-- BEGIN Provided material --
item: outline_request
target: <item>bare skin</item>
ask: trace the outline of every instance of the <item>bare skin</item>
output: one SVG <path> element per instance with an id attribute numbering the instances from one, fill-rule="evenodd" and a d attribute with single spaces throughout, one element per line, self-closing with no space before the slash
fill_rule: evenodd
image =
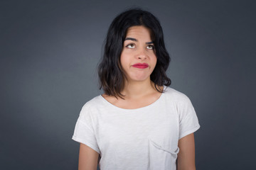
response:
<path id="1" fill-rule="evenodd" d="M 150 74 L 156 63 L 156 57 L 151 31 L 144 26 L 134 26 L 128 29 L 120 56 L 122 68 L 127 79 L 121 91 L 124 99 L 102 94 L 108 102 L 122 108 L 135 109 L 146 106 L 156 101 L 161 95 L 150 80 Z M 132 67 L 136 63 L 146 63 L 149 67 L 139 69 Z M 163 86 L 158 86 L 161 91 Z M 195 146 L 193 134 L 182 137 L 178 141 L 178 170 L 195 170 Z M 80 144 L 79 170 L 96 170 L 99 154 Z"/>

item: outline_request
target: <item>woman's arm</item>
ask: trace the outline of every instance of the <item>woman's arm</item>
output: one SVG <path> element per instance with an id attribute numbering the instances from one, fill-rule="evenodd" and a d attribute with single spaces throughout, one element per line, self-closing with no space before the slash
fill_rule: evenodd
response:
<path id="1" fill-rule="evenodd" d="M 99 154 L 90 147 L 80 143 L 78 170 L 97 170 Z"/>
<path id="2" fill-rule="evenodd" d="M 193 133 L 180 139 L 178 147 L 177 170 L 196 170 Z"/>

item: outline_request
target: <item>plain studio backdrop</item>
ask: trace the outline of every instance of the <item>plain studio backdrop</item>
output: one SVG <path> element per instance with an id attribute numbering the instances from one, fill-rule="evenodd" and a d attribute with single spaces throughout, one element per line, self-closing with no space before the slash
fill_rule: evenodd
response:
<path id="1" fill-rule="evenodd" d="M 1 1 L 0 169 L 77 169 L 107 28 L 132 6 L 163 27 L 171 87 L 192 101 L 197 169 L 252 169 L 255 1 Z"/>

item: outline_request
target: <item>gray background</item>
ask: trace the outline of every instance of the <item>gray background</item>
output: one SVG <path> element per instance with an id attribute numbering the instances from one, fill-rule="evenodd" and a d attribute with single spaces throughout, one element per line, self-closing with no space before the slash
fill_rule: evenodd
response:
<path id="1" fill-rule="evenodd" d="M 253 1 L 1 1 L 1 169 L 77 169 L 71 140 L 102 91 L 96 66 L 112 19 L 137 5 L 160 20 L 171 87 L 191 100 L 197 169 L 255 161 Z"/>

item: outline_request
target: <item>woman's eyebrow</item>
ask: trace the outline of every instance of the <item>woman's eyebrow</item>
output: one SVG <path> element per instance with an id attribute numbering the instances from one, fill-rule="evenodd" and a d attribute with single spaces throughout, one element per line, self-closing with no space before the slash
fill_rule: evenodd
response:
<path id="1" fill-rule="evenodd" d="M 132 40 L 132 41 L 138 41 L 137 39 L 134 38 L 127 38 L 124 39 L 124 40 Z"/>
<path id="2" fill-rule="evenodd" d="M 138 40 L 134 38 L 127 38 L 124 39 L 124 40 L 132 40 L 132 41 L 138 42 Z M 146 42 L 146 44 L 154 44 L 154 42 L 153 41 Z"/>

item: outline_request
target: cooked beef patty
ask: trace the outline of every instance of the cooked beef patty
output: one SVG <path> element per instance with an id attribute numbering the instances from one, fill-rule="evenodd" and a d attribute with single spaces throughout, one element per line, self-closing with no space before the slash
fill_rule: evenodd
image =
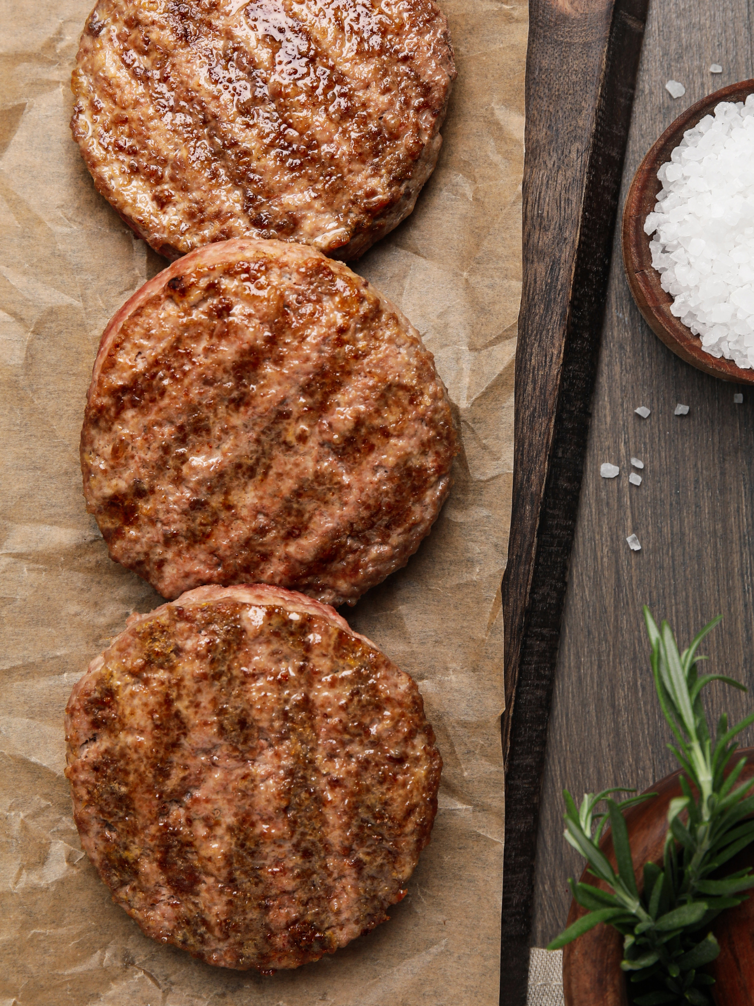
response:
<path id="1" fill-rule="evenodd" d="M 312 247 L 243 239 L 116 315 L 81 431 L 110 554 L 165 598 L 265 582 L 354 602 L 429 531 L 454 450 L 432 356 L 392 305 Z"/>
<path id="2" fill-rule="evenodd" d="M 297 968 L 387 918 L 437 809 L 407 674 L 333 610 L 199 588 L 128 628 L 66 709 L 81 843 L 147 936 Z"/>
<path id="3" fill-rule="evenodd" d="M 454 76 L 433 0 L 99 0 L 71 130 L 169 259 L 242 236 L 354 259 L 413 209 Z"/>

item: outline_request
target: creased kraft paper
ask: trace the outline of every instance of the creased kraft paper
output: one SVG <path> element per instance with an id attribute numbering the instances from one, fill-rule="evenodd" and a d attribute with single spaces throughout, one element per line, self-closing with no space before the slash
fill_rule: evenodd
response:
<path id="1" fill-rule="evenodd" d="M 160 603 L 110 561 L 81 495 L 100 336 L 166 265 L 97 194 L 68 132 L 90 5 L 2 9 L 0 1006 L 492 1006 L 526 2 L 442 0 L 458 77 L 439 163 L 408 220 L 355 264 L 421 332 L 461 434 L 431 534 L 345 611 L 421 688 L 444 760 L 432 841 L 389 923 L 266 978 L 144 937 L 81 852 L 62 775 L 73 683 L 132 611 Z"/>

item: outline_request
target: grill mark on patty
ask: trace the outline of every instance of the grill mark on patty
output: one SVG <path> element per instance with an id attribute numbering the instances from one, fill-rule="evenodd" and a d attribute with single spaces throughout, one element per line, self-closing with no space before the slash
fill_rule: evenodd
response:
-- END Provided material --
-- BEGIN Provided material --
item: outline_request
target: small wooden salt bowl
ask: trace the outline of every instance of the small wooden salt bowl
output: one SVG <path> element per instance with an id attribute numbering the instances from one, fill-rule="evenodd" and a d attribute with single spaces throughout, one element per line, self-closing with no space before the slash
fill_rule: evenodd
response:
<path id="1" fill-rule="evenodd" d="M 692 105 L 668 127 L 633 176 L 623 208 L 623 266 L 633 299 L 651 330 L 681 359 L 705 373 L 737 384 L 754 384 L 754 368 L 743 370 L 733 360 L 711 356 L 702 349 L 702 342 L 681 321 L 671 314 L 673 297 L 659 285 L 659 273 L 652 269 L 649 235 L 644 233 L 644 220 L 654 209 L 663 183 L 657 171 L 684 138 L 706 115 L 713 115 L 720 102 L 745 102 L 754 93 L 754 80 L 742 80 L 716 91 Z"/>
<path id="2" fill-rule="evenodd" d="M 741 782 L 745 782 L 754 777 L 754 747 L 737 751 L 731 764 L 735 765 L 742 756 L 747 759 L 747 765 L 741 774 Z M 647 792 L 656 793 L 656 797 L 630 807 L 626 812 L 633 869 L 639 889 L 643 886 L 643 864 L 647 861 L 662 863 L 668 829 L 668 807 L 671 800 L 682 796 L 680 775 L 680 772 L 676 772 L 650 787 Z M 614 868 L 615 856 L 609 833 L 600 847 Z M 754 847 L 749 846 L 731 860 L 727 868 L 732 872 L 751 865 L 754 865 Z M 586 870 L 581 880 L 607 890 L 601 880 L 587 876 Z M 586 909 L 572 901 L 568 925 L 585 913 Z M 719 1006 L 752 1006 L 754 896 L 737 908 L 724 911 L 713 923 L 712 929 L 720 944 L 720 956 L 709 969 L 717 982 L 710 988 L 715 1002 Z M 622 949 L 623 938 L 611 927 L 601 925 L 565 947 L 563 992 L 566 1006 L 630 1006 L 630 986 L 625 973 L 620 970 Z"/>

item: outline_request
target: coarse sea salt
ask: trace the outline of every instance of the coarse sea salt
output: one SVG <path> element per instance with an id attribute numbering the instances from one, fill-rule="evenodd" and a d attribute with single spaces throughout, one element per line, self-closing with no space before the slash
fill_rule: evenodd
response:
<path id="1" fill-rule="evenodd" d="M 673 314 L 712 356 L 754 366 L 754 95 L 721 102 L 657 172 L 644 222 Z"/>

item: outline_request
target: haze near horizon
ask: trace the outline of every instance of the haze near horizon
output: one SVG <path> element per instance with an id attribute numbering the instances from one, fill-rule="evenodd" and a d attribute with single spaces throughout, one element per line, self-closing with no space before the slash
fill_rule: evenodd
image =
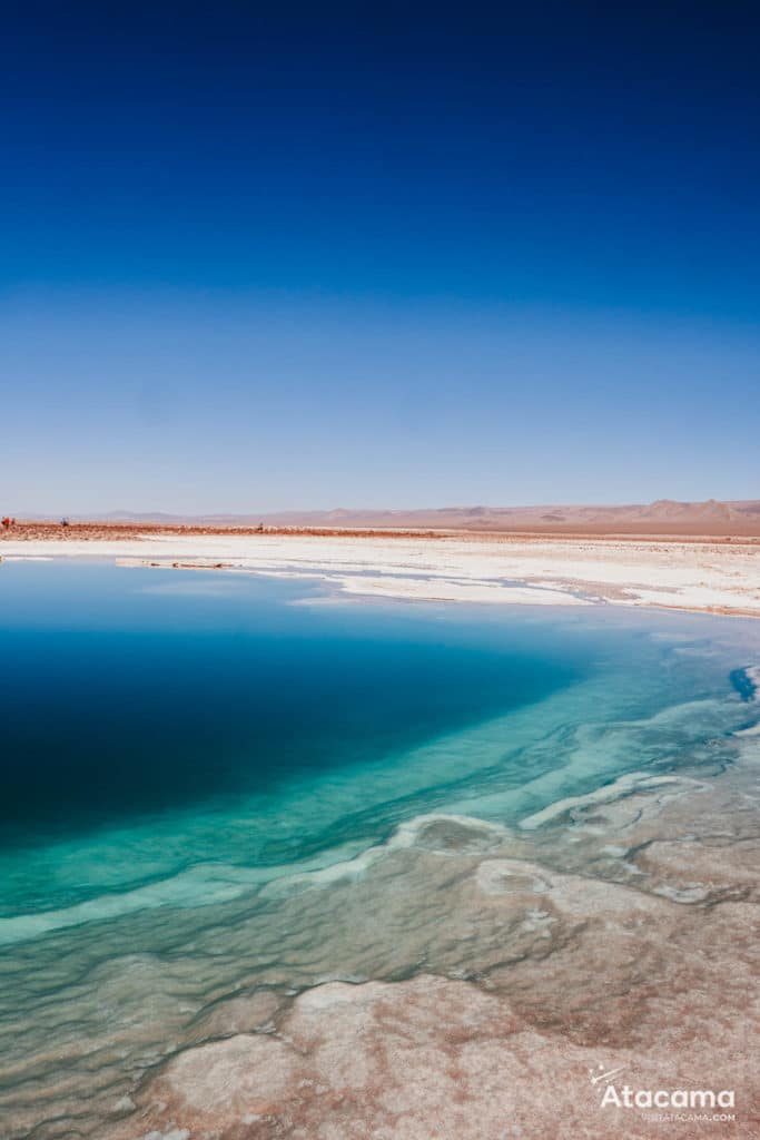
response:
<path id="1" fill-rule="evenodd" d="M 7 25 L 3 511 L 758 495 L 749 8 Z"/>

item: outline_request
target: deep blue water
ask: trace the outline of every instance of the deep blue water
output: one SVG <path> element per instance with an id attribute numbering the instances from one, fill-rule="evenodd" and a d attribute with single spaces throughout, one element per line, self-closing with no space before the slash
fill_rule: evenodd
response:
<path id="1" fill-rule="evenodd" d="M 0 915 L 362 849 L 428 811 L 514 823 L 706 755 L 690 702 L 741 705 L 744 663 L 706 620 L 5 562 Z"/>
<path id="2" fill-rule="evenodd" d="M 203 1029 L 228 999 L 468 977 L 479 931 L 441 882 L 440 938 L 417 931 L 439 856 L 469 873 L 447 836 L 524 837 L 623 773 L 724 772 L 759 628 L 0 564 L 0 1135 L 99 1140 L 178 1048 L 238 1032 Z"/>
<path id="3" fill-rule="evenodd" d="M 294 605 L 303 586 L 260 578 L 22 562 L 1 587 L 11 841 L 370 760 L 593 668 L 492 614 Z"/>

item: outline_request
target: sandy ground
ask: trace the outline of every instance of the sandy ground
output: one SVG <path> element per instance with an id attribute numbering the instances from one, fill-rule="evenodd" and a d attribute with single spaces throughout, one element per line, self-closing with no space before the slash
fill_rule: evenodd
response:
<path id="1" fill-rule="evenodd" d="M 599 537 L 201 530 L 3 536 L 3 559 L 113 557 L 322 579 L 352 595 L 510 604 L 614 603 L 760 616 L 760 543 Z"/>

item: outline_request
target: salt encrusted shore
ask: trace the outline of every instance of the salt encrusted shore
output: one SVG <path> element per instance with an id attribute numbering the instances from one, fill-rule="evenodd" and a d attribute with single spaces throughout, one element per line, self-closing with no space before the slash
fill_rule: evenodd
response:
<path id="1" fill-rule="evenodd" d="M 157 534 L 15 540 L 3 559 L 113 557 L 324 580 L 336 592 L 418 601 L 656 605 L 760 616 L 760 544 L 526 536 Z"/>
-- END Provided material --
◆ Task requirements ◆
Report every line of the records above that contains the string "patty", copying each such line in full.

◆ Answer to the task ◆
target: cooked beef patty
ask: trace the outline of every instance of the cooked beef patty
target: grill mark on patty
ask: trace the outline of every instance of the grill mark on patty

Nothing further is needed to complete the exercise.